### About this task
Every entry must appear in the answer exactly as it does here.

### Information provided
Content starts
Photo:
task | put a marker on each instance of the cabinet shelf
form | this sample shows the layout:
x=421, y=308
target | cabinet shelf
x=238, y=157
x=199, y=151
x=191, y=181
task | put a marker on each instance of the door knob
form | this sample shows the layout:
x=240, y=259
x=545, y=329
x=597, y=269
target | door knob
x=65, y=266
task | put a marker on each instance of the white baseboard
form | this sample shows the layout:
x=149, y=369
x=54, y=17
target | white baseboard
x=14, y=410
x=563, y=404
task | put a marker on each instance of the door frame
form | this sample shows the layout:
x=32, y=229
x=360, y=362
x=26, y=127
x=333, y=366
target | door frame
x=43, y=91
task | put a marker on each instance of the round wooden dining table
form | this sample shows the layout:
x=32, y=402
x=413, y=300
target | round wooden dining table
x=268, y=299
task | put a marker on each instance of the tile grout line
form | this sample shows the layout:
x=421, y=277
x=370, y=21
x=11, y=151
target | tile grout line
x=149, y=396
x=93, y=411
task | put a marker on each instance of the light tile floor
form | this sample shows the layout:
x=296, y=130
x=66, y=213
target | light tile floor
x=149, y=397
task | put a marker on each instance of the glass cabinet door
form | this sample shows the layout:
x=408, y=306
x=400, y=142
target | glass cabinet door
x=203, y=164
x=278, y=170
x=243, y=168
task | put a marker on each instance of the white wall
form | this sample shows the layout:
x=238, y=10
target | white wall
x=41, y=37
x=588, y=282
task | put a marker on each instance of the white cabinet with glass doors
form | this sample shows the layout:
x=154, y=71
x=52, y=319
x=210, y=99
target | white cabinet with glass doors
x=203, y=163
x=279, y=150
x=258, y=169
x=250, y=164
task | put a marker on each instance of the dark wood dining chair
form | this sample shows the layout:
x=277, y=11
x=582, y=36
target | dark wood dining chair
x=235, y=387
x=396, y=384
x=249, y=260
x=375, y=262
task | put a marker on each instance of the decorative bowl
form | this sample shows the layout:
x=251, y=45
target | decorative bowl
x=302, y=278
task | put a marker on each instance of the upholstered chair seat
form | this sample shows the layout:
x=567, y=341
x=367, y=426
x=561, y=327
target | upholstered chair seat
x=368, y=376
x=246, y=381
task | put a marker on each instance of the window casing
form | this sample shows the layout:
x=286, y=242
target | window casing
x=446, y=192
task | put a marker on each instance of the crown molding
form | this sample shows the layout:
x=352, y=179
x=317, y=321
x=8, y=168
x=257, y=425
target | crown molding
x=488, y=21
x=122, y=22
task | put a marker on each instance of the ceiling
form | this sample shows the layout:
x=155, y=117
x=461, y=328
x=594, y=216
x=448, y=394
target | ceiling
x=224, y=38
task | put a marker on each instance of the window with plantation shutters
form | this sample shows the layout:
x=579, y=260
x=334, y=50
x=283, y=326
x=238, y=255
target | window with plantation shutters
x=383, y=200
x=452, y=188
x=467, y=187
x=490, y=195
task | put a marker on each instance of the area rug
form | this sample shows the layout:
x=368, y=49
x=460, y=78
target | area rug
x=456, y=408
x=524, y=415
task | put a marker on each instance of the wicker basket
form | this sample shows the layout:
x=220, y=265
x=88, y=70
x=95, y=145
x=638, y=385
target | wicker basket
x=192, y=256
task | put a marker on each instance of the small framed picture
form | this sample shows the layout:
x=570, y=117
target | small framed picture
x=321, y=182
Content ends
### Task output
Photo:
task | put a marker on each instance of the cabinet shelf
form | this sample shows the layout:
x=421, y=308
target | cabinet shelf
x=238, y=157
x=199, y=151
x=191, y=181
task | put a marker on each instance of the door knob
form | this sample shows the layout:
x=240, y=259
x=545, y=329
x=597, y=269
target | door knob
x=65, y=266
task | put a marker on each instance of the white baseboard
form | this sample shows the layout:
x=149, y=369
x=54, y=17
target | white baseboard
x=14, y=410
x=563, y=404
task | put a marker on each instance of the door frame
form | this sample shows the layout:
x=32, y=229
x=360, y=362
x=26, y=127
x=333, y=366
target | door frame
x=43, y=91
task | put a marker on each instance of the round wooden dining table
form | this sample shows the layout:
x=32, y=402
x=413, y=300
target | round wooden dining table
x=268, y=299
task | put a marker on each instance of the tile grout line
form | this sample shows the layout:
x=421, y=277
x=370, y=21
x=11, y=151
target | tile grout line
x=149, y=396
x=93, y=411
task | put a marker on each instance of the light tile floor
form | this sample shows the layout:
x=296, y=130
x=66, y=213
target | light tile floor
x=149, y=397
task | put a marker on each instance of the glass cabinet door
form | this sample shows the layout:
x=408, y=306
x=400, y=142
target | glass cabinet door
x=203, y=164
x=278, y=170
x=243, y=168
task | put a marker on each instance of the white wall
form | this sample shows the layout:
x=238, y=10
target | white wall
x=41, y=37
x=588, y=282
task | put a marker on each instance of the white cabinet with glass doors
form | this sample shows the layout:
x=154, y=71
x=52, y=319
x=210, y=99
target | white cabinet with glass doors
x=203, y=163
x=279, y=150
x=258, y=169
x=250, y=164
task | put a marker on each instance of the dark wood dining chair
form | this sample shows the layout:
x=277, y=11
x=582, y=36
target | dark wood dining chair
x=235, y=387
x=396, y=384
x=249, y=260
x=375, y=262
task | put a marker on each instance of the decorative bowl
form | this sample shows the layout:
x=251, y=45
target | decorative bowl
x=302, y=278
task | put a marker on each instance of the upholstered chair seat
form | this sample shows the layout:
x=567, y=341
x=367, y=426
x=561, y=327
target | upholstered chair seat
x=368, y=376
x=246, y=381
task | put a marker on each instance of the window casing
form | this sample shows the layout:
x=286, y=242
target | window casing
x=446, y=192
task | put a marker on each instance of the crown molding
form | this sample shows the layout:
x=352, y=179
x=317, y=321
x=8, y=168
x=257, y=425
target | crown molding
x=488, y=21
x=122, y=22
task | put a marker on each instance of the ceiling
form | this sample shows the layout:
x=155, y=117
x=461, y=328
x=594, y=216
x=448, y=394
target | ceiling
x=224, y=38
task | put a marker on each instance of the window with plantation shutters
form | this sample shows the layout:
x=579, y=260
x=334, y=50
x=283, y=326
x=238, y=255
target | window with plantation shutters
x=383, y=200
x=452, y=188
x=467, y=187
x=490, y=195
task | put a marker on each instance of the area rug
form | this sample shows the layout:
x=368, y=49
x=460, y=78
target | area rug
x=456, y=408
x=524, y=415
task | put a marker on each instance of the wicker basket
form | this sample shows the layout:
x=220, y=265
x=88, y=70
x=95, y=145
x=638, y=385
target | wicker basket
x=192, y=256
task | put a marker on each instance of the small framed picture
form | this sample shows the layout:
x=570, y=117
target | small framed picture
x=321, y=182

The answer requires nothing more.